:: EXERCISE BRIEF ::
Write out every item below word for word, leaving out the pictures.

:: RECORDS TO USE ::
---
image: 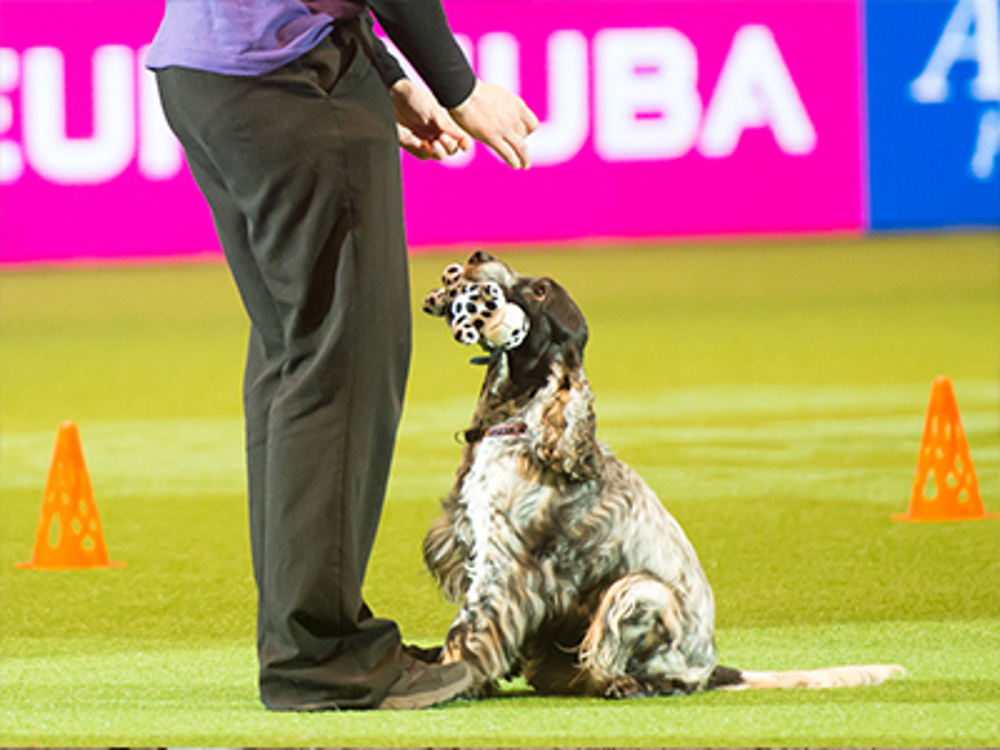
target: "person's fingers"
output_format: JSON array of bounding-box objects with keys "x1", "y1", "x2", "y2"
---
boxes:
[{"x1": 506, "y1": 133, "x2": 531, "y2": 169}]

:: RESPONSE TO THE TASK ::
---
image: 
target: "person's fingers"
output_format: JSON array of bounding-box objects with keys "x1", "y1", "x2", "y2"
---
boxes:
[{"x1": 506, "y1": 133, "x2": 531, "y2": 169}]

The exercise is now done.